[begin Data shown]

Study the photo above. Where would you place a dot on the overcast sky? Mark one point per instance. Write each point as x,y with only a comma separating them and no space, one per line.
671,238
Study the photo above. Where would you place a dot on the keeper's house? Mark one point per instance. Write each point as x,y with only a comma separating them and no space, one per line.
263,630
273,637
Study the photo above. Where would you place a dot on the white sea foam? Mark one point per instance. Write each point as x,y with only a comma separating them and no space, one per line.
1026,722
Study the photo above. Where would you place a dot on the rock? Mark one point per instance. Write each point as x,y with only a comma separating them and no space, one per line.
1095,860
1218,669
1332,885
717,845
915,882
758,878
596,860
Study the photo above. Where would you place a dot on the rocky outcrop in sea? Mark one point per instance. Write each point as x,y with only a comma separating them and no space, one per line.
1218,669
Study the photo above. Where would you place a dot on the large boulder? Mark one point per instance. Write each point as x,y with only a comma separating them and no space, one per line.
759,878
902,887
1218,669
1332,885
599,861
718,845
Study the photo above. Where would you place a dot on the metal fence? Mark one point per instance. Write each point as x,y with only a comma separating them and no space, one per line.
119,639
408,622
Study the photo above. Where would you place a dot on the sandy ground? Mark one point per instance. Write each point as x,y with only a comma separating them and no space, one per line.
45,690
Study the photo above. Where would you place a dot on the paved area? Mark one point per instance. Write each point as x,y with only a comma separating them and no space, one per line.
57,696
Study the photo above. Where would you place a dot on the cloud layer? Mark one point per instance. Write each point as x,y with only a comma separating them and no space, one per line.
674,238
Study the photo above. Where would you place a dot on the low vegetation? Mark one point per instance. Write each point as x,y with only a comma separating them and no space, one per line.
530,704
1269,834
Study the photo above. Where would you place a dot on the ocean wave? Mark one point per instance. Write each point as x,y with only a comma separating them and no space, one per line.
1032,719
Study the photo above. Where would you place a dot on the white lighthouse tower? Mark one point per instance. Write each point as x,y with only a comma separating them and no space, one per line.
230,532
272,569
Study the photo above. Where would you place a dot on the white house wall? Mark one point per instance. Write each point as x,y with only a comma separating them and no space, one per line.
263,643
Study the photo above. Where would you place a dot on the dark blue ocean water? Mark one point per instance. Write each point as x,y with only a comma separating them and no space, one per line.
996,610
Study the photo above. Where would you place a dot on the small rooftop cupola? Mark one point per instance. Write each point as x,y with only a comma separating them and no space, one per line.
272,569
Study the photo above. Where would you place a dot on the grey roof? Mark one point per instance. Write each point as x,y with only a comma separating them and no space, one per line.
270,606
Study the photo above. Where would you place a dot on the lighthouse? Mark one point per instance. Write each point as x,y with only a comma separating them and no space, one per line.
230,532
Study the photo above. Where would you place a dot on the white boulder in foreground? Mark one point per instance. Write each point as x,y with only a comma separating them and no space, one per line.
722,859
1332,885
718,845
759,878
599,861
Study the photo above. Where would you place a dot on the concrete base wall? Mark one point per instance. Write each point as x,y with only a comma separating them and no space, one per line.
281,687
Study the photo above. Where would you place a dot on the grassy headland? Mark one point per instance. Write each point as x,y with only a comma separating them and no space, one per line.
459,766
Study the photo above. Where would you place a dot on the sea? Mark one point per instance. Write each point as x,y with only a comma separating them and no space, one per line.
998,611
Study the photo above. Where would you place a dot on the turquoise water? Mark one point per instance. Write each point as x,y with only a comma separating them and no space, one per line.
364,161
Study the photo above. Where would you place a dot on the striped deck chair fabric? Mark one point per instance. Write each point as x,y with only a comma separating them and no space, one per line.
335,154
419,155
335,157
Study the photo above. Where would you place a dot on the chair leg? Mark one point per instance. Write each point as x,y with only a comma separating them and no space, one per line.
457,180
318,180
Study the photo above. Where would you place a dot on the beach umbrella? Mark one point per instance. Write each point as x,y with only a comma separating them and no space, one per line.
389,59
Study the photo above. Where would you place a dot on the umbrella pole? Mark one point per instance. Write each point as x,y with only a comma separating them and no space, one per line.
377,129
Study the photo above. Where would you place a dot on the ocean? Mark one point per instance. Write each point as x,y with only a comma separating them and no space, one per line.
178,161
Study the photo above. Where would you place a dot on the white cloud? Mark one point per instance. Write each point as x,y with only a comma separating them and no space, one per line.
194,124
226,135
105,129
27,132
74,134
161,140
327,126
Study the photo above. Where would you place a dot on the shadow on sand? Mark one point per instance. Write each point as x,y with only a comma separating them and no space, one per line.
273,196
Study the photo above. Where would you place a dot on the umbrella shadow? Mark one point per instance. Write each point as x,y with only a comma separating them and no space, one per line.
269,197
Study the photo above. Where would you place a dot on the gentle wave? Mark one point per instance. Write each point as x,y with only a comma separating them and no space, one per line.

[end Data shown]

* **Task brief**: Arrange the entries as a Markdown table with the columns Row and Line, starting at the line that contains "the umbrella shadow?" and stopping after the last line of the entries. Number each row and leave out blank lines.

* **Response below**:
| Row | Line |
|---|---|
| 1 | Study the photo above. Where would you place a dot on the umbrella shadow? Mark one point per instance. Write each point as x,y with only a comma separating them and no space, one per line. |
| 2 | 269,197 |
| 3 | Study the photo above. Where would you place a dot on the gentle wave? Mark one point per instance. Write each point as x,y with only a comma separating them and no space, one per line. |